Text block »
About 10 years ago I cultivated a sense of the direction of the centre of the galaxy.
I’ve lost the knack now, but it was something I would do while I was waiting for the bus each morning.
At the beginning, I used the night sky app Star Walk. It has an augmented reality view, so I would swing the phone round until I found the constellation Sagittarius, and if you look in that direction and head about 26,000 light years, you get to the supermassive black hole at the centre of the Milky Way, Sagittarius A*.
(The light reaching the centre of the galaxy right now will have left the Earth 26,000 years ago, the Upper Palaeolithic, around the time of the invention of weaving and permanent settlements.)
So I would end up pointing through the pavement, or down a street, and thinking, huh, that’s where it is. And it’s a nice trick if you can do it, but it’s better when you can do it at any time, without an app. Which is what happened.
First I got good at figuring out the ecliptic. That’s the flat disc of the Earth’s orbit (and the solar system). If you wave your arm along the path that the Sun makes across the sky, that’s the disc.
Then I can’t remember how I would locate Sagittarius each day (it lies on the ecliptic) but I trained my intuition by checking the app each day. Over the weeks and months, I could follow how the position changed (at the same time each day as I caught the bus). First through the ground that way, then under the ground further that way, and so on.
Eventually then I had this picture of myself, and the Earth, and the solar system, and the centre of the galaxy which had initially been whirling round me, and now it had flipped, I was turning around it.
It was wildly situating.

List of tasks »
**a)** For each statement about the account of sensing the galaxy's center, say yes or no to whether it agrees with the account, and quote the words that decide it: (i) the writer first used the Star Walk app, (ii) the writer can still sense the direction today, (iii) Sagittarius lies on the ecliptic.
**b)** Summarize the account of sensing the galaxy's center in two sentences.
The material that comes next is from a different source than the account of sensing the galaxy's center.

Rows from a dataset
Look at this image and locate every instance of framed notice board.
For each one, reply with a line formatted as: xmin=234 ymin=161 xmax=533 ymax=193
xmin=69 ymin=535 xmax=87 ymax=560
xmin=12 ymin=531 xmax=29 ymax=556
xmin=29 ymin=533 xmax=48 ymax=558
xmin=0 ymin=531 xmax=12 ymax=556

Answers to the tasks »
**a)**
(i) Yes: "At the beginning, I used the night sky app Star Walk."
(ii) No: "I’ve lost the knack now"
(iii) Yes: "(it lies on the ecliptic)"

**b)** About 10 years ago, while waiting for the bus each morning, the writer used the Star Walk app to find Sagittarius, the direction of the black hole at the center of the Milky Way, and later learned to find it without the app by tracing the ecliptic and checking the app daily. In time the writer's picture flipped from the galaxy whirling around them to them turning around it, which felt "wildly situating," though the knack has since been lost.